Location identification entries:
---------------
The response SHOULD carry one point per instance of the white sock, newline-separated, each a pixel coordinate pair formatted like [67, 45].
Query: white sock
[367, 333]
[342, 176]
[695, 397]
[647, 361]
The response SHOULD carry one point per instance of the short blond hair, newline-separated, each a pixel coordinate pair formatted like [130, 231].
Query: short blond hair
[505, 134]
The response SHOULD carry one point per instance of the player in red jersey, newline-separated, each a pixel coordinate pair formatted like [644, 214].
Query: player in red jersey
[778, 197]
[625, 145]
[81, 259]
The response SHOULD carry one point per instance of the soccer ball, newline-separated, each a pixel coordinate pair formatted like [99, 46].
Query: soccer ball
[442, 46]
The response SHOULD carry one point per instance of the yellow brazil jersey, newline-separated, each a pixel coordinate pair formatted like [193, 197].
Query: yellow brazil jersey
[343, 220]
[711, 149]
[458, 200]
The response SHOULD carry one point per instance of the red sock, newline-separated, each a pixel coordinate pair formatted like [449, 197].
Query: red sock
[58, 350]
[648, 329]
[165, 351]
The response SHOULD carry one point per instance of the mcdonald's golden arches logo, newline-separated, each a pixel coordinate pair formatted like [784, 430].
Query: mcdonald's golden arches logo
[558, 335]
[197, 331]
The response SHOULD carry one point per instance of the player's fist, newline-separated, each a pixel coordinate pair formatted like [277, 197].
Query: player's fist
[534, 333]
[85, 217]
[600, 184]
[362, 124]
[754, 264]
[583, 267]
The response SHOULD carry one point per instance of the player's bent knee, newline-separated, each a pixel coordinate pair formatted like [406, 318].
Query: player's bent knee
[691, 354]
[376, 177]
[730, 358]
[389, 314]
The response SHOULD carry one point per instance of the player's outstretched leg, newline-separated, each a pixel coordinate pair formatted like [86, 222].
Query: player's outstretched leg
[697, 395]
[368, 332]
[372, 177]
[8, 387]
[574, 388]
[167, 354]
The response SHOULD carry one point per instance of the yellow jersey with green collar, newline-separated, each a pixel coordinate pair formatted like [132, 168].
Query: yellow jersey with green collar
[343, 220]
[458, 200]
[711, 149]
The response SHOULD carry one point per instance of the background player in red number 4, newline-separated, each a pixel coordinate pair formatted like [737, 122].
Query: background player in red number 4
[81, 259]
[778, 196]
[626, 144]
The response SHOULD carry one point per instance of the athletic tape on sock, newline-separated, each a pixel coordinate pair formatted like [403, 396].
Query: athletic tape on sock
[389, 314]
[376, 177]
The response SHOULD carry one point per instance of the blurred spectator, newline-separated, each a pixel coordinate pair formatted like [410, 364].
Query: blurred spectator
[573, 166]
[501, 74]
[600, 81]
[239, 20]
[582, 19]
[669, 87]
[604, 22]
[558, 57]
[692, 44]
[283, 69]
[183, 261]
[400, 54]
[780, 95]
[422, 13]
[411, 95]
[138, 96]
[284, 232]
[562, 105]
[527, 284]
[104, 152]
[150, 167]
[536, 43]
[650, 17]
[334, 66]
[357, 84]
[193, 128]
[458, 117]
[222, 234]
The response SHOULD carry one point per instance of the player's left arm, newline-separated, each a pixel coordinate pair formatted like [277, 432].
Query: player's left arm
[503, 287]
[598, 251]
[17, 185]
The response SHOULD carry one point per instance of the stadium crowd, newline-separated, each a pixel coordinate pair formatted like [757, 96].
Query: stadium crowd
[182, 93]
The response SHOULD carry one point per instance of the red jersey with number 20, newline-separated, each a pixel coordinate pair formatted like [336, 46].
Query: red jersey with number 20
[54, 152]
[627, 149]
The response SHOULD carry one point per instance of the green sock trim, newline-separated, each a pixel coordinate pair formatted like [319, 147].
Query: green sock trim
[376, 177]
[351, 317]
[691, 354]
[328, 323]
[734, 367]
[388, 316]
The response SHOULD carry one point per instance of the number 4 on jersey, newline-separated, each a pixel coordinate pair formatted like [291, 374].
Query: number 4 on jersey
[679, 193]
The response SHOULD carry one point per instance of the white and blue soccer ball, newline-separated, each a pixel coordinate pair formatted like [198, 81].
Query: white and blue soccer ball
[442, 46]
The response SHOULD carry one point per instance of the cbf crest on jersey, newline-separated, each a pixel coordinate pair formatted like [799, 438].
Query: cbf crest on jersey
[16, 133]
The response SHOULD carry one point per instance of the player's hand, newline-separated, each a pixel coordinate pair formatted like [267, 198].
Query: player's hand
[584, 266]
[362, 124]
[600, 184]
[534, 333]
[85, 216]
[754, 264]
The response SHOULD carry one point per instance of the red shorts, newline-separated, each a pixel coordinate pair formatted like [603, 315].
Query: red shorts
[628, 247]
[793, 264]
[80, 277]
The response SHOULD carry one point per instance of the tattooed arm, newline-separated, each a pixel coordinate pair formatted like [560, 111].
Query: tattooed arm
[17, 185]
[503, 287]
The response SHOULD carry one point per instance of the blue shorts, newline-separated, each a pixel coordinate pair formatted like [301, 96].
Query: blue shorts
---------------
- [Exercise details] Recast every line of the data above as a numbered list, omitting any blank lines.

- [Answer]
1. The response SHOULD carry one point per instance of the white sock, newline-separated, each a pixel coordinate pair formatted like [67, 45].
2. Query: white sock
3. [367, 333]
4. [342, 176]
5. [695, 397]
6. [647, 361]
7. The response SHOULD carry one point per instance of the short blond hair, newline-separated, each a pixel coordinate pair formatted like [130, 231].
8. Query: short blond hair
9. [505, 134]
10. The response SHOULD carry one point per instance of the player in red jersey, newline-separated, each a pixel coordinate pair formatted like [644, 214].
11. Query: player in red jersey
12. [778, 197]
13. [625, 145]
14. [81, 259]
15. The response SHOULD carry one point per instance of the soccer ball, newline-separated, each a pixel coordinate pair formatted like [99, 46].
16. Query: soccer ball
17. [442, 46]
18. The response SHOULD carry one point per instance of the yellow brazil jersey, newline-separated, each a pixel coordinate pair formatted like [193, 197].
19. Query: yellow brazil jersey
20. [343, 220]
21. [711, 149]
22. [458, 200]
23. The response SHOULD carry one point per instance of the red sock, newline-separated, each a pixel coordinate pair formatted like [449, 197].
24. Query: red sock
25. [58, 350]
26. [648, 329]
27. [165, 351]
28. The response SHOULD carry one point per instance of the mcdonald's golden arches logo, newline-separated, each a pixel coordinate pair formatted like [784, 430].
29. Query: mcdonald's golden arches logo
30. [558, 335]
31. [197, 331]
32. The response SHOULD carry one point per instance of the player's fist, newline-separated, each a pixel coordinate pair formatted like [277, 197].
33. Query: player's fist
34. [534, 333]
35. [85, 217]
36. [600, 184]
37. [362, 124]
38. [754, 264]
39. [583, 267]
40. The response SHOULD carry one point per instance of the player's bent knee, newline-separated, each a pixel coordinate pair formatted like [406, 318].
41. Query: player's bent knee
42. [691, 354]
43. [376, 177]
44. [730, 358]
45. [389, 314]
46. The response SHOULD carry one point per instance of the player's outstretched leg, newline-separated, each a pixel coordinate pair formatted like [86, 222].
47. Query: player's outstretched leg
48. [697, 395]
49. [368, 332]
50. [372, 177]
51. [8, 387]
52. [574, 388]
53. [167, 354]
54. The response SHOULD carry one point per instance of the yellow jersey with green collar, newline-separated, each a pixel coordinate pair formatted like [132, 168].
55. Query: yellow jersey with green collar
56. [343, 220]
57. [458, 200]
58. [711, 149]
59. The response SHOULD carry one point per instance of the background player in red number 4, newline-separated, each a pixel coordinate pair formatted like [737, 122].
60. Query: background player in red number 4
61. [81, 259]
62. [778, 196]
63. [626, 144]
64. The response SHOULD carry one point per instance of the athletic tape on sock, newline-separated, each a pixel coordinate pair formatted like [403, 396].
65. Query: athletic tape on sock
66. [389, 314]
67. [376, 177]
68. The response SHOULD carry one point per instance of the blurred spectator, newline-separated, each a pixel coordinate pair formatted like [410, 364].
69. Query: blurred spectator
70. [573, 166]
71. [501, 74]
72. [600, 81]
73. [239, 20]
74. [582, 19]
75. [669, 87]
76. [604, 22]
77. [558, 57]
78. [692, 44]
79. [283, 69]
80. [183, 261]
81. [400, 54]
82. [780, 95]
83. [422, 13]
84. [411, 95]
85. [138, 96]
86. [284, 232]
87. [562, 105]
88. [527, 284]
89. [104, 152]
90. [150, 167]
91. [536, 43]
92. [650, 17]
93. [334, 66]
94. [357, 84]
95. [193, 128]
96. [458, 117]
97. [222, 234]
98. The response SHOULD carry one point per instance of the player's left arm, newline-separated, each a pixel coordinate pair formatted like [277, 432].
99. Query: player's left arm
100. [503, 287]
101. [598, 251]
102. [17, 185]
103. The response SHOULD carry one point per instance of the stadium crowd, newline-separated, each a pixel coordinate pair formatted like [757, 96].
104. Query: stadium crowd
105. [182, 93]
106. The response SHOULD carry one point per instance of the red jersey with number 20, newline-separated, each a pixel coordinate pair formatted like [336, 46].
107. Query: red jersey with number 20
108. [54, 152]
109. [627, 149]
110. The response SHOULD carry one point per instance of the green sock trim, newline-separated, each a pixel coordinate pair formatted like [319, 147].
111. Query: green sock trim
112. [376, 177]
113. [351, 317]
114. [691, 354]
115. [328, 323]
116. [734, 367]
117. [388, 316]
118. The response SHOULD carry one point per instance of the number 4 on jersey, newline-separated, each a pixel coordinate pair formatted like [291, 374].
119. Query: number 4 on jersey
120. [679, 193]
121. The response SHOULD carry one point per instance of the white and blue soccer ball, newline-separated, each a pixel coordinate pair formatted like [198, 81].
122. Query: white and blue soccer ball
123. [442, 46]
124. The response SHOULD carry one point per instance of the cbf crest on jersey, newline-separated, each a pixel coordinate pair formatted like [799, 438].
125. Query: cbf crest on jersey
126. [16, 133]
127. The response SHOULD carry one point per instance of the player's hand, newline-separated, each a pixel coordinate pair formatted like [267, 198].
128. Query: player's hand
129. [584, 266]
130. [362, 124]
131. [600, 184]
132. [534, 333]
133. [85, 216]
134. [754, 264]
135. The response SHOULD carry one point per instance of the red shorts, newline-separated, each a pixel coordinate pair formatted like [603, 315].
136. Query: red shorts
137. [628, 247]
138. [793, 264]
139. [80, 277]
140. The response SHOULD carry one point per instance of the tattooed arm, newline-separated, each a pixel coordinate pair formatted like [560, 111].
141. Query: tattooed arm
142. [17, 185]
143. [503, 287]
144. The response SHOULD carry one point per instance of the blue shorts, newline-separated, each a pixel coordinate pair formatted like [301, 96].
145. Query: blue shorts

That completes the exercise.